Data entries
....
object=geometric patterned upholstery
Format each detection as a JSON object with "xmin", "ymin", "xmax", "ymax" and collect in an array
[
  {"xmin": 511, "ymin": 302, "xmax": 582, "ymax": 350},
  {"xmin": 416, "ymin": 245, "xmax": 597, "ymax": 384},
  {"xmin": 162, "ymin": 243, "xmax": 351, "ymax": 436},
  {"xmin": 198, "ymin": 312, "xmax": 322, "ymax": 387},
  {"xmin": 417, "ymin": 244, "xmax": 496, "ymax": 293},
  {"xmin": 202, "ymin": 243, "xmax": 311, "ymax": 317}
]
....
» REQUIRED TASK:
Can you pull every line out of the items above and reproduce each one word for word, without changing anything?

» REPLY TO THE TASK:
object=geometric patterned upholstery
Format each detection as a JSON object with "xmin", "ymin", "xmax", "ymax" and collect in an array
[
  {"xmin": 511, "ymin": 302, "xmax": 582, "ymax": 350},
  {"xmin": 416, "ymin": 245, "xmax": 597, "ymax": 384},
  {"xmin": 162, "ymin": 243, "xmax": 351, "ymax": 436},
  {"xmin": 198, "ymin": 312, "xmax": 322, "ymax": 387},
  {"xmin": 417, "ymin": 244, "xmax": 496, "ymax": 293},
  {"xmin": 202, "ymin": 243, "xmax": 311, "ymax": 317}
]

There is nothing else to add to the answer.